EXERCISE -> What follows is a block of records; restate each one word for word.

EXTRACTED MATERIAL ->
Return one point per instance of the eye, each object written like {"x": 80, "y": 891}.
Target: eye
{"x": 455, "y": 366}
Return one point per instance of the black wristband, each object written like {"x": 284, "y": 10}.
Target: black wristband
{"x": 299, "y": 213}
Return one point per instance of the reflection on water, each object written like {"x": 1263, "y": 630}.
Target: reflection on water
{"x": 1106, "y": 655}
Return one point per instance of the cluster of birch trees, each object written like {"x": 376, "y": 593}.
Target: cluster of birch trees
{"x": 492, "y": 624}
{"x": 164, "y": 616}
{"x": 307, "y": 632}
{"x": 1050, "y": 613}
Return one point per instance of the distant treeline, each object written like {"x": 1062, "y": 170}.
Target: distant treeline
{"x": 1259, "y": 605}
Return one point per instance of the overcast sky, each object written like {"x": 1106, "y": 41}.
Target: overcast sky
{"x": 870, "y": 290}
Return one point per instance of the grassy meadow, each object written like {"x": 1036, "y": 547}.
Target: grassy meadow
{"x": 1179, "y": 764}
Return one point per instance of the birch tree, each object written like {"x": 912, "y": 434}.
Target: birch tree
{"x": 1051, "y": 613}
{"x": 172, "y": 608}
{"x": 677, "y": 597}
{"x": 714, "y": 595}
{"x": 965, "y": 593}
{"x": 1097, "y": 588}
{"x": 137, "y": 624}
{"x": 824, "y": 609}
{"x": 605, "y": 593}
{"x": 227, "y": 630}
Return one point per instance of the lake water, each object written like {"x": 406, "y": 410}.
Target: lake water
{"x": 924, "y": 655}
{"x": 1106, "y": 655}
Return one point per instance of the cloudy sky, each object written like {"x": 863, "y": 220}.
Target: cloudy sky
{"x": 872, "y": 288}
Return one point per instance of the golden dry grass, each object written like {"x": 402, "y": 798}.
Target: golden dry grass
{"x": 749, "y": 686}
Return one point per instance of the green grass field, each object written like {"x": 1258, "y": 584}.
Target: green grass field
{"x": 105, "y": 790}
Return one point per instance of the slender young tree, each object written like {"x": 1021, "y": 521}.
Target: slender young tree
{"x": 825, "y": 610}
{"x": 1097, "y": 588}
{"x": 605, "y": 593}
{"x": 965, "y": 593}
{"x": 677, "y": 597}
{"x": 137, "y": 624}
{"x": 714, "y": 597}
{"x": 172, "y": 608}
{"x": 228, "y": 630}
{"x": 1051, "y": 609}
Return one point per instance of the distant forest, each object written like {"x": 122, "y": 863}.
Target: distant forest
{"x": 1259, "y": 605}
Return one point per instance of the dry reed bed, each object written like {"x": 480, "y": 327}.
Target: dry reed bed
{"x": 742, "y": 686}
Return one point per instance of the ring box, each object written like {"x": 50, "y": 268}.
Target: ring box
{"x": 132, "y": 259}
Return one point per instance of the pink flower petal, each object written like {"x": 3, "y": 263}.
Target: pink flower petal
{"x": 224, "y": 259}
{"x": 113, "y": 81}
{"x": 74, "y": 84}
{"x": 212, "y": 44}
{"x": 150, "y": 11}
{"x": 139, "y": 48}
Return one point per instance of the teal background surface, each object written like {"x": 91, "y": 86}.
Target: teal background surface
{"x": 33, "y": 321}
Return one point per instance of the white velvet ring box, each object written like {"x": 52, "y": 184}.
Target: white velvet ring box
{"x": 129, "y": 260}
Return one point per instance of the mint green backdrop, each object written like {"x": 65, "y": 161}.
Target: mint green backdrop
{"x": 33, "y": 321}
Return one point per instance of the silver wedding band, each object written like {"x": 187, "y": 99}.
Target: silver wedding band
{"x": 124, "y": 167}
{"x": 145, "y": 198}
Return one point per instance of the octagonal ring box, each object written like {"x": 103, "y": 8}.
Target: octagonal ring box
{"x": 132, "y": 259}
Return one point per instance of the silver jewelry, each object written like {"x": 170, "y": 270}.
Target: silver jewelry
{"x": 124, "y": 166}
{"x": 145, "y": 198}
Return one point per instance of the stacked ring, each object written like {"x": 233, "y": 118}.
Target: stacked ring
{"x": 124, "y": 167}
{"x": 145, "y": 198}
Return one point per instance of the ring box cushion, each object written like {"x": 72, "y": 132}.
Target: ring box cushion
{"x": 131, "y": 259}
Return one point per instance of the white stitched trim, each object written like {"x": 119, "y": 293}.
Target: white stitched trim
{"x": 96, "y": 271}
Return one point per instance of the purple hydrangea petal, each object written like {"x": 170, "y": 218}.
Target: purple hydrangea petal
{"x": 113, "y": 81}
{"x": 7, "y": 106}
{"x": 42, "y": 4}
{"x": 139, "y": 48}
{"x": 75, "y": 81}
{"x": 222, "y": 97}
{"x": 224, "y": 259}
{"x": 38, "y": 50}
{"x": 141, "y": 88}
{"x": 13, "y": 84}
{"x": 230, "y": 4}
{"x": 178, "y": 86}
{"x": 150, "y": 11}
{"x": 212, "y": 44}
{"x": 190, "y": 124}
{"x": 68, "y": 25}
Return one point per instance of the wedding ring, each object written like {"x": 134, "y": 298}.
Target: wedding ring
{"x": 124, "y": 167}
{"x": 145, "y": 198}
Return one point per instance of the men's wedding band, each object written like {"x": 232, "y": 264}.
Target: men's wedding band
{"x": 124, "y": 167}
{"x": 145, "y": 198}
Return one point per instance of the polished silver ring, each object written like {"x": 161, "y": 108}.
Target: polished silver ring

SOLUTION FOR THIS TASK ->
Return one point per instance of the eye, each object written like {"x": 80, "y": 891}.
Target: eye
{"x": 455, "y": 366}
Return one point per instance of the black wristband, each object written like {"x": 284, "y": 10}.
Target: black wristband
{"x": 299, "y": 213}
Return one point per instance of the reflection on water, each object written like {"x": 1263, "y": 630}.
Target: reflection on water
{"x": 1106, "y": 655}
Return one point per instance of the cluster of birch trees, each object written like {"x": 376, "y": 593}.
Target: cluster of birch trees
{"x": 492, "y": 624}
{"x": 164, "y": 616}
{"x": 307, "y": 632}
{"x": 1050, "y": 613}
Return one point per instance of the distant treeline, each object written like {"x": 1062, "y": 170}.
Target: distant treeline
{"x": 1259, "y": 605}
Return one point per instance of the overcast sky, each object written like {"x": 1106, "y": 41}.
Target: overcast sky
{"x": 870, "y": 290}
Return one point per instance of the grassy meadow, each object written like {"x": 1036, "y": 547}.
Target: grassy meadow
{"x": 1179, "y": 764}
Return one point per instance of the birch tree, each object written like {"x": 912, "y": 434}.
Target: birch tree
{"x": 1051, "y": 613}
{"x": 172, "y": 608}
{"x": 677, "y": 597}
{"x": 714, "y": 595}
{"x": 965, "y": 593}
{"x": 1097, "y": 588}
{"x": 137, "y": 624}
{"x": 824, "y": 609}
{"x": 605, "y": 593}
{"x": 227, "y": 630}
Return one point per instance of the lake water, each object written like {"x": 406, "y": 410}.
Target: lake water
{"x": 924, "y": 655}
{"x": 1106, "y": 655}
Return one point per instance of the cloudy sky, each object written like {"x": 863, "y": 220}.
Target: cloudy sky
{"x": 872, "y": 288}
Return one point per instance of the golden dry grass, each object written like {"x": 402, "y": 798}.
Target: golden dry grass
{"x": 749, "y": 686}
Return one point per instance of the green grass field, each object written like {"x": 1258, "y": 584}.
Target: green grass field
{"x": 105, "y": 790}
Return one point per instance of the slender young tree, each object written like {"x": 1021, "y": 521}.
Target: slender young tree
{"x": 825, "y": 610}
{"x": 1097, "y": 588}
{"x": 605, "y": 593}
{"x": 965, "y": 593}
{"x": 677, "y": 597}
{"x": 137, "y": 624}
{"x": 714, "y": 597}
{"x": 172, "y": 608}
{"x": 228, "y": 630}
{"x": 1051, "y": 609}
Return one point per instance of the distant forest, each object written like {"x": 122, "y": 863}.
Target: distant forest
{"x": 1259, "y": 605}
Return one point per instance of the dry reed bed, each object written like {"x": 480, "y": 327}.
Target: dry reed bed
{"x": 742, "y": 686}
Return one point per instance of the ring box, each object written like {"x": 50, "y": 268}.
Target: ring box
{"x": 132, "y": 259}
Return one point per instance of the pink flower petal, each object written like {"x": 3, "y": 263}.
Target: pink flower petal
{"x": 224, "y": 259}
{"x": 113, "y": 81}
{"x": 74, "y": 84}
{"x": 212, "y": 44}
{"x": 150, "y": 11}
{"x": 139, "y": 48}
Return one point per instance of the teal background surface, each object written like {"x": 91, "y": 86}.
Target: teal background surface
{"x": 33, "y": 321}
Return one point per instance of the white velvet ring box, each object written like {"x": 52, "y": 184}.
Target: white velvet ring box
{"x": 129, "y": 260}
Return one point per instance of the mint green backdrop, each object written like {"x": 65, "y": 161}.
Target: mint green backdrop
{"x": 33, "y": 321}
Return one point per instance of the silver wedding band, each object written like {"x": 187, "y": 99}.
Target: silver wedding band
{"x": 124, "y": 167}
{"x": 145, "y": 198}
Return one point per instance of the octagonal ring box, each object written like {"x": 103, "y": 8}.
Target: octagonal ring box
{"x": 132, "y": 259}
Return one point per instance of the silver jewelry, each object written like {"x": 170, "y": 270}.
Target: silver jewelry
{"x": 124, "y": 166}
{"x": 145, "y": 198}
Return one point per instance of the stacked ring, each object written like {"x": 233, "y": 118}.
Target: stacked ring
{"x": 124, "y": 167}
{"x": 145, "y": 198}
Return one point per instance of the ring box cushion, each object written like {"x": 72, "y": 132}.
Target: ring box cushion
{"x": 131, "y": 259}
Return one point per instance of the white stitched trim, each object written like {"x": 119, "y": 293}.
Target: white stitched trim
{"x": 96, "y": 271}
Return one point per instance of the purple hydrangea petal, each object written like {"x": 170, "y": 218}.
Target: purple hydrangea petal
{"x": 113, "y": 81}
{"x": 7, "y": 106}
{"x": 42, "y": 4}
{"x": 139, "y": 48}
{"x": 75, "y": 81}
{"x": 222, "y": 97}
{"x": 224, "y": 259}
{"x": 38, "y": 50}
{"x": 141, "y": 88}
{"x": 13, "y": 84}
{"x": 230, "y": 4}
{"x": 178, "y": 86}
{"x": 150, "y": 11}
{"x": 212, "y": 44}
{"x": 190, "y": 124}
{"x": 68, "y": 25}
Return one point per instance of the wedding ring, each object written like {"x": 134, "y": 298}.
Target: wedding ring
{"x": 124, "y": 167}
{"x": 145, "y": 198}
Return one point per instance of the men's wedding band, each object written like {"x": 232, "y": 264}.
Target: men's wedding band
{"x": 124, "y": 167}
{"x": 145, "y": 198}
Return one point per instance of the polished silver ring, each object written like {"x": 161, "y": 108}.
Target: polished silver ring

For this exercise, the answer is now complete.